# EXERCISE DETAILS:
Return the stretch of the listing below from the line containing "the wooden ceiling" through the line containing "x=103, y=668", copying each line word for word.

# INFORMATION GIVEN:
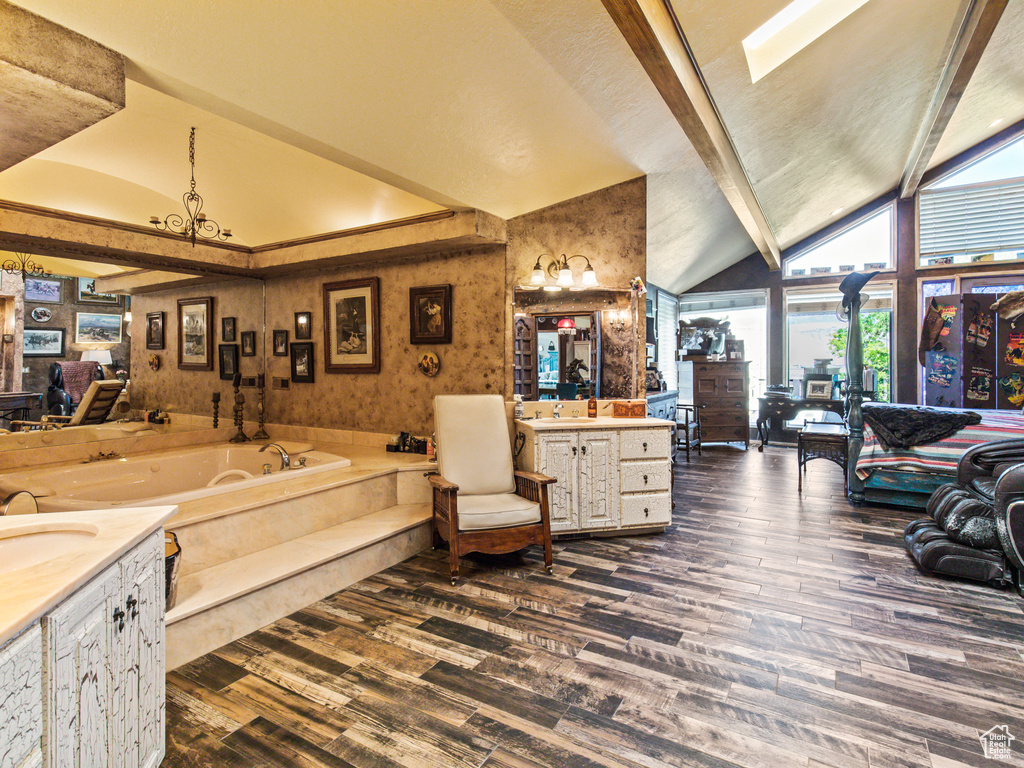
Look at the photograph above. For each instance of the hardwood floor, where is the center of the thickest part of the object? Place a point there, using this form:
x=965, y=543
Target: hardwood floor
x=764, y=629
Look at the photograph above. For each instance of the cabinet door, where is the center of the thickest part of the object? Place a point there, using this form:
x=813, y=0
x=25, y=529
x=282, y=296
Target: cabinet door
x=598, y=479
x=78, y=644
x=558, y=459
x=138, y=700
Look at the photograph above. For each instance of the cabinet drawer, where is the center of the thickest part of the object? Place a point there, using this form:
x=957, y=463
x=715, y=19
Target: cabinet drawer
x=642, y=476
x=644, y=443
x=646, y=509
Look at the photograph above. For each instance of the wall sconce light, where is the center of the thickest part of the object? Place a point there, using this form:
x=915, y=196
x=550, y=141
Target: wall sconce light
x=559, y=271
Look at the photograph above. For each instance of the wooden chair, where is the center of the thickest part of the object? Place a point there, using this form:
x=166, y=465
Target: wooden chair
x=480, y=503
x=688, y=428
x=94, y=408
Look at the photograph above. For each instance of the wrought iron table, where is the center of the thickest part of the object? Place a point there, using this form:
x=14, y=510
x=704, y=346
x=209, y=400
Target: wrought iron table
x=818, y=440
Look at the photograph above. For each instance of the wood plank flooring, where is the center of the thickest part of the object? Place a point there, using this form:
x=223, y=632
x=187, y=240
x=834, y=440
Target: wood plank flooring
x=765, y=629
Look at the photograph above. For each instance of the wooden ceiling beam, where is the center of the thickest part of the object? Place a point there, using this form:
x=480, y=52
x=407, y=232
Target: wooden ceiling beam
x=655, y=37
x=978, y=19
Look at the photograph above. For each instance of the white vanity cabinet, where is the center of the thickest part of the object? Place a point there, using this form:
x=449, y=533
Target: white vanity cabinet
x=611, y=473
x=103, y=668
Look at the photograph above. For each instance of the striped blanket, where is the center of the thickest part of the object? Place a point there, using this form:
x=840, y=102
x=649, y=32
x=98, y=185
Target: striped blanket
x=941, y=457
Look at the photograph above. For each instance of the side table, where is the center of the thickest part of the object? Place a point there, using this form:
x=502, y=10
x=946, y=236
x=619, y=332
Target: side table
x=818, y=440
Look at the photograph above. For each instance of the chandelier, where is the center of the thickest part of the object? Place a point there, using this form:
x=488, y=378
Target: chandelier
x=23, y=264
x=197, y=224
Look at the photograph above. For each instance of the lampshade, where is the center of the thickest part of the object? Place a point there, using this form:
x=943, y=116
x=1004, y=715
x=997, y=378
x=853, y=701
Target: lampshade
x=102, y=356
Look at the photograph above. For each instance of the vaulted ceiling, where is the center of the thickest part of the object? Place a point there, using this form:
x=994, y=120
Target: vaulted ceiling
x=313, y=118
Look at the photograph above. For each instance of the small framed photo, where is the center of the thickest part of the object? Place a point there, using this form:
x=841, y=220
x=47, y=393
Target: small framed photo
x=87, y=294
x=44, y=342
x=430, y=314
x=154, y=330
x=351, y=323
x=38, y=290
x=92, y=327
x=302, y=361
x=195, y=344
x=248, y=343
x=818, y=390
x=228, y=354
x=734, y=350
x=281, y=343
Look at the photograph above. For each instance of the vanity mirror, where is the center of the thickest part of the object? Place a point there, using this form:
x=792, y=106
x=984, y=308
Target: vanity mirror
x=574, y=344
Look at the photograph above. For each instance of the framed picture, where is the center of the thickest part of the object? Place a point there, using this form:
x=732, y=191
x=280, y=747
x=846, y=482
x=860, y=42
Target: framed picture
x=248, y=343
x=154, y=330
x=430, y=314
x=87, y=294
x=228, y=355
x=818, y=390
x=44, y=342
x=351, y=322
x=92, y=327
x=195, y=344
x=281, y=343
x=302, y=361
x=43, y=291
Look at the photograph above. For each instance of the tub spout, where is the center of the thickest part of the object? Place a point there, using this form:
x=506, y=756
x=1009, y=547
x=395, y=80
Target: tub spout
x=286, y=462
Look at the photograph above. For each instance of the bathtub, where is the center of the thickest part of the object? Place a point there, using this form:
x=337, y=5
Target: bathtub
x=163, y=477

# SOLUTION BELOW:
Look at the photograph above. For each instance of the wooden ceiling beam, where is the center of the thickest part of the object? Place a point there, using this form:
x=480, y=52
x=407, y=232
Target: wooden ceiling beam
x=655, y=37
x=978, y=19
Look at the photograph above. For each instance of the white vanity cabinet, where is the center of the thickest part of the object? Place a point there, using this form:
x=449, y=533
Target: white vanity cabinet
x=611, y=473
x=103, y=668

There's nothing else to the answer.